SET TASK:
In the items below, copy the part that opens with the line containing "the green uniform" and closes with the line containing "Target: green uniform sleeve". Replace "green uniform sleeve" with "olive uniform sleeve" and change nothing else.

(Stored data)
• • •

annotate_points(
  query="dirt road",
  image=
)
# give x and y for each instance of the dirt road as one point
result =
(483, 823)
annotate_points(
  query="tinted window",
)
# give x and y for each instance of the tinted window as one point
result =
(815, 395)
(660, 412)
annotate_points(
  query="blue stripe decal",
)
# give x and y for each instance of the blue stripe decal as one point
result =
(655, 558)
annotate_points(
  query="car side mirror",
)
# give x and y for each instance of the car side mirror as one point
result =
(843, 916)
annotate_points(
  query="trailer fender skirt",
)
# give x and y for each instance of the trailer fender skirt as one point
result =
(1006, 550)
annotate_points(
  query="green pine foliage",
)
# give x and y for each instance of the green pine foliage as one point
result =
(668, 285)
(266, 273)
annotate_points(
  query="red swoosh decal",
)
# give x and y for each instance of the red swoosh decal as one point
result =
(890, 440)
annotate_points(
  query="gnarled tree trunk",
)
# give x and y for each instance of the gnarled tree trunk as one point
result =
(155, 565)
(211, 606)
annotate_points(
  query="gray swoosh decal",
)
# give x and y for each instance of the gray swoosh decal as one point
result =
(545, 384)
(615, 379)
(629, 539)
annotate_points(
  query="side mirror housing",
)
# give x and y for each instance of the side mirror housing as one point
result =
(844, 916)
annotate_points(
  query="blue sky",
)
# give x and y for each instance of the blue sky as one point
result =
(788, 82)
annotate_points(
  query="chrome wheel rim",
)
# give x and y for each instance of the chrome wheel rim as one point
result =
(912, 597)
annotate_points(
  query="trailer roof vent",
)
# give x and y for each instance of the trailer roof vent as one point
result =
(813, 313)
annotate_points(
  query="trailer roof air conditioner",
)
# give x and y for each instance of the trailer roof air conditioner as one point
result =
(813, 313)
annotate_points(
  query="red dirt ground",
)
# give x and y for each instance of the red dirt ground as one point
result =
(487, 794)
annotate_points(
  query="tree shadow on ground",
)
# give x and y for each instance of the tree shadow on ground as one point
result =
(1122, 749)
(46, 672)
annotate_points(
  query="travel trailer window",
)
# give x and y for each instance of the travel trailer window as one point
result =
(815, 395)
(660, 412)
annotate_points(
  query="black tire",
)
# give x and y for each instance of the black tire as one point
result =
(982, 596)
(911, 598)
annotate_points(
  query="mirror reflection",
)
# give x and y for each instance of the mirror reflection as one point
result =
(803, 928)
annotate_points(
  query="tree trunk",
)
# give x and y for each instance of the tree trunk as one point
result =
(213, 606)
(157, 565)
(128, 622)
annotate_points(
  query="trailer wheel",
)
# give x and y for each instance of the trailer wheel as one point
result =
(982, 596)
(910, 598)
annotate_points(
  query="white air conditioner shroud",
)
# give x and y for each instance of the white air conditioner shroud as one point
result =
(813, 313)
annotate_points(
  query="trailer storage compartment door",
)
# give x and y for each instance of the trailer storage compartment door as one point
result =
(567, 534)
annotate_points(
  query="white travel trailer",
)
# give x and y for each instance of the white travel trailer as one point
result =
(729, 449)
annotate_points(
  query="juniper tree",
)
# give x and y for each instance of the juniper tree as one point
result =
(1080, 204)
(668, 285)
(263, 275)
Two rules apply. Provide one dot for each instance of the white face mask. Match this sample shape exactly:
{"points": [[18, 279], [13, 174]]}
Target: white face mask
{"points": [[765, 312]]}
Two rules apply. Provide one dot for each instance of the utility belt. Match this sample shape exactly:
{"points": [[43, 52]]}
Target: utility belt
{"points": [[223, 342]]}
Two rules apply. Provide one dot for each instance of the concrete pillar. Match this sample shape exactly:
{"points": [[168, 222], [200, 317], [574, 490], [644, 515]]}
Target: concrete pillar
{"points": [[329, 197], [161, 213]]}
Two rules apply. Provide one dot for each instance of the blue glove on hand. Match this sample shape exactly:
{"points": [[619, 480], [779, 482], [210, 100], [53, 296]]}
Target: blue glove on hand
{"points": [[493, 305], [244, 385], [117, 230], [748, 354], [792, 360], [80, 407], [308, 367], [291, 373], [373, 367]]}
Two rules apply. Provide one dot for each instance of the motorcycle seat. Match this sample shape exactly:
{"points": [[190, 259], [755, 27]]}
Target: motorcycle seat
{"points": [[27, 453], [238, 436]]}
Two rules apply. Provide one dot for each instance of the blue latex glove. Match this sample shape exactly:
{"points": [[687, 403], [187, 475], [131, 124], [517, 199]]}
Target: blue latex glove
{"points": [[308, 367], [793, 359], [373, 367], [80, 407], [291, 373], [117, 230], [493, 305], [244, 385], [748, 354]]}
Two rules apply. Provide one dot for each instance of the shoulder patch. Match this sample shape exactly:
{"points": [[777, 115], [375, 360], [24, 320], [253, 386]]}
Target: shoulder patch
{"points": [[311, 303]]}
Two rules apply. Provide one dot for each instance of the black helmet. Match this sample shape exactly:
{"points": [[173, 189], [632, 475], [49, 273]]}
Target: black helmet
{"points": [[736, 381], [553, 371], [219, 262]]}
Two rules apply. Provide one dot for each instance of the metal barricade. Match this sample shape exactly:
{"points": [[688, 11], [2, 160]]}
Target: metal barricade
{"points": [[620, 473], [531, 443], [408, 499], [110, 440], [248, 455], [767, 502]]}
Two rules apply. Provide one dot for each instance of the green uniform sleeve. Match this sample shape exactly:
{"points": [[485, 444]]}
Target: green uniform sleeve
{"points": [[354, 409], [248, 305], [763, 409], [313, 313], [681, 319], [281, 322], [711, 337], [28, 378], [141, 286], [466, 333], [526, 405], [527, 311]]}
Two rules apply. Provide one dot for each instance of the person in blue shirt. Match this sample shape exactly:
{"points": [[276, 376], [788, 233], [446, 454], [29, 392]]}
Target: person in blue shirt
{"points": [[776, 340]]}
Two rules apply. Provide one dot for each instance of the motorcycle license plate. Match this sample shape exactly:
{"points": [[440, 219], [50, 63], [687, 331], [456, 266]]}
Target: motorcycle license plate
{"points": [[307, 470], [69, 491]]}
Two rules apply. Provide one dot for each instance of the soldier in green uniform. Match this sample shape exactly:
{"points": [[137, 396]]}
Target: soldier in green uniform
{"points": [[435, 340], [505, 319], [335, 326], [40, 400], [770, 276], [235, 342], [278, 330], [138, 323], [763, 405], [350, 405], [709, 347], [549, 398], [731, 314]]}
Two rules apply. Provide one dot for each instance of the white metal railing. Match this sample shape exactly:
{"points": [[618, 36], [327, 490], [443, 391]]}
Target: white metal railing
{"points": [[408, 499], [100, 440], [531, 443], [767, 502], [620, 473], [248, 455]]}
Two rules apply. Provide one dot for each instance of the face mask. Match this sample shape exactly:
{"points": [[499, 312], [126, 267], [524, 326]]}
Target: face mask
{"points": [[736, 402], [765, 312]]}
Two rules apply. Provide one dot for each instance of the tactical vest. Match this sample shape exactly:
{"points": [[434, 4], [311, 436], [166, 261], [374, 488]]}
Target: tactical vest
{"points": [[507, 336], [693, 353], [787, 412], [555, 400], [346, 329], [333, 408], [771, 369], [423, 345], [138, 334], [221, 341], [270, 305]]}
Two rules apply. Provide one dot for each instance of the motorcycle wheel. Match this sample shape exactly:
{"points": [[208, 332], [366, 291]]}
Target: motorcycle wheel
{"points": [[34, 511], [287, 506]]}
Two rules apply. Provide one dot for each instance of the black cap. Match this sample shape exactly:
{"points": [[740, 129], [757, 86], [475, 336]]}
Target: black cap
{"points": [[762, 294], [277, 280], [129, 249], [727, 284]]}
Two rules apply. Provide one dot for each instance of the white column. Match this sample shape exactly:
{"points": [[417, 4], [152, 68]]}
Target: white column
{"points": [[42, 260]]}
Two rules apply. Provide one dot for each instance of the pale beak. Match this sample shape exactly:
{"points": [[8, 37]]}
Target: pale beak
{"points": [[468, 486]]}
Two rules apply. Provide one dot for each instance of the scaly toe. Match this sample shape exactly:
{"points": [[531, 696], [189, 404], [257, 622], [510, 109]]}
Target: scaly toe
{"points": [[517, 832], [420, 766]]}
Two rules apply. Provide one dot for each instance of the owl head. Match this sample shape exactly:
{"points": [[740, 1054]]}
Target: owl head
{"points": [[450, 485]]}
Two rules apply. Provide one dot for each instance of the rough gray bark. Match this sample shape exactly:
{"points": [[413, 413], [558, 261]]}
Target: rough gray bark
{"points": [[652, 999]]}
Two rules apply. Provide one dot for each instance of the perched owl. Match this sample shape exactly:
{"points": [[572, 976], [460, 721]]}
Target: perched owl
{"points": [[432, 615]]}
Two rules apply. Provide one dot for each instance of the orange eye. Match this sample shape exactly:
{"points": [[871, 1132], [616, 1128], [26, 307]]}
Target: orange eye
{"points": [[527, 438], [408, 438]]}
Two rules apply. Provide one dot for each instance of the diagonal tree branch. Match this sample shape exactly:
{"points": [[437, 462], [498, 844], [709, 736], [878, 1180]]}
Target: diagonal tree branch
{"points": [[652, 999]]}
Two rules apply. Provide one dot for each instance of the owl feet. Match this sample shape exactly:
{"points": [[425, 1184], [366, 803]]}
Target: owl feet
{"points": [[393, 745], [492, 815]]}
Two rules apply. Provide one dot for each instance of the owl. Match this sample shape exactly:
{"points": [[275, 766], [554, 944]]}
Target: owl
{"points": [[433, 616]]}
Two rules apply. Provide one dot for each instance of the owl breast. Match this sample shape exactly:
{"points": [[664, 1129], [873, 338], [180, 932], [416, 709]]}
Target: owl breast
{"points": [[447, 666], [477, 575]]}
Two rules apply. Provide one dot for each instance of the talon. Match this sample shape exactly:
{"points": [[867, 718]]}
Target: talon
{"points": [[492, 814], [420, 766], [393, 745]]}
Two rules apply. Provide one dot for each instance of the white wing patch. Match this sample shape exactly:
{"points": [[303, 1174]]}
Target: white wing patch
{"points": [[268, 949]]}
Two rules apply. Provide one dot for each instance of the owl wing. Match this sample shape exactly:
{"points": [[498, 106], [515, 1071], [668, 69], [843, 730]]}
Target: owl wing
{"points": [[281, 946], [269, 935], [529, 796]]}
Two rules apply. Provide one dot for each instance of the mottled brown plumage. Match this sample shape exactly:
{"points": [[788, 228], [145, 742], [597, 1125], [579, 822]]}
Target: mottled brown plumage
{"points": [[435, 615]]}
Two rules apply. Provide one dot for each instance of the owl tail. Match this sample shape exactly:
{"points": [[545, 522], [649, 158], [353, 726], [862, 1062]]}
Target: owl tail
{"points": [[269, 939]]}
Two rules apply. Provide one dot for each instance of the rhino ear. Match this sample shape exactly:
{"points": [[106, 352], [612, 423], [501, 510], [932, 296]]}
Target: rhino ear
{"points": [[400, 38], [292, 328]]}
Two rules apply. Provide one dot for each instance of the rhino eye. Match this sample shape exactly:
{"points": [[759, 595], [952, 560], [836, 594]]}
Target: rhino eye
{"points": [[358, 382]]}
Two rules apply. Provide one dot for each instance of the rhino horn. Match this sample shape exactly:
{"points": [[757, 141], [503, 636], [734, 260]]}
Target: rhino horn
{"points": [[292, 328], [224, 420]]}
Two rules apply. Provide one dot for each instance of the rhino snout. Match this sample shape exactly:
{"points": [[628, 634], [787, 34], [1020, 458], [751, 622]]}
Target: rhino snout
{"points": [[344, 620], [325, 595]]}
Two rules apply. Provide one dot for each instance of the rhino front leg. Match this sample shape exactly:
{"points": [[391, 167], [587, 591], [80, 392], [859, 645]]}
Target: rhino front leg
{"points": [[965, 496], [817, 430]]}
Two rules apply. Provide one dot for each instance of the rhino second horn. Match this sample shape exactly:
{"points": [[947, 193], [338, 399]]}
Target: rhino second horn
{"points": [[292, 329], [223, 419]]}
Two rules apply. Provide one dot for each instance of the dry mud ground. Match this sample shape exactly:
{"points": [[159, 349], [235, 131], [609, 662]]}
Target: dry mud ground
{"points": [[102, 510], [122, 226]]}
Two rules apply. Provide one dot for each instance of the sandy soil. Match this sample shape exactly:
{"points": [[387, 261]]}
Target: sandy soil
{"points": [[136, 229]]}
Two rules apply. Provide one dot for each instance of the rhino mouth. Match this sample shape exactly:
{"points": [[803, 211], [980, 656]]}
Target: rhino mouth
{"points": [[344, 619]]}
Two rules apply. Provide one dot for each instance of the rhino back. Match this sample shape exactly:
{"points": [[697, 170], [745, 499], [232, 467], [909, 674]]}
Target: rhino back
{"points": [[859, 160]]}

• • •

FULL ANSWER:
Two rules apply. Provide one dot for each instance of the olive uniform sleeve. Match this sample shape exactly:
{"points": [[485, 444]]}
Target: olive uniform sleeve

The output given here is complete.